DIRECTIONS: Write out the data again in full, exactly as it reads.

DATA SECTION:
————

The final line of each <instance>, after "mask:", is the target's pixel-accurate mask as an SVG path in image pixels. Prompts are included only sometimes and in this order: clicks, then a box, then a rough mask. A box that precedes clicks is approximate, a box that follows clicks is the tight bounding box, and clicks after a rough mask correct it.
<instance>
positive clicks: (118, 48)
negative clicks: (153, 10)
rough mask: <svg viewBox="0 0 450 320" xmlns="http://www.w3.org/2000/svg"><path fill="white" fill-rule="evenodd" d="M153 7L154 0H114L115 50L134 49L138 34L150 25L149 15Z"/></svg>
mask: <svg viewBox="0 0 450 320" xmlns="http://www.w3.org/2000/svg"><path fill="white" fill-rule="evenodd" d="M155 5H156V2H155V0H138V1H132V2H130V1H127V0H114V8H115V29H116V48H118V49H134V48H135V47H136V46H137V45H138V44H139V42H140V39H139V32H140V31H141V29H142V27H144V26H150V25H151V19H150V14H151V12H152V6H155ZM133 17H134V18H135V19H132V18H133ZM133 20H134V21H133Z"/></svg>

————

COMPLETED EXERCISE:
The final line of each <instance>, after "mask:", is the target's pixel-accurate mask as an SVG path in image pixels. Prompts are included only sometimes and in this order: clicks, then a box, then a rough mask. A box that precedes clicks is approximate, a box that follows clicks is the tight bounding box, and clicks after a rough mask correct it.
<instance>
positive clicks: (118, 48)
negative clicks: (153, 10)
rough mask: <svg viewBox="0 0 450 320" xmlns="http://www.w3.org/2000/svg"><path fill="white" fill-rule="evenodd" d="M153 7L154 0H114L115 50L134 49L138 34L150 25L149 15Z"/></svg>
mask: <svg viewBox="0 0 450 320" xmlns="http://www.w3.org/2000/svg"><path fill="white" fill-rule="evenodd" d="M155 5H156V2H155V0H138V1H132V2H130V1H127V0H114V8H115V29H116V48H118V49H134V48H135V47H136V46H137V45H138V44H139V42H140V39H139V32H140V31H141V29H142V27H144V26H150V25H151V19H150V14H151V12H152V6H155ZM133 17H134V18H135V19H132V18H133ZM133 20H134V21H133Z"/></svg>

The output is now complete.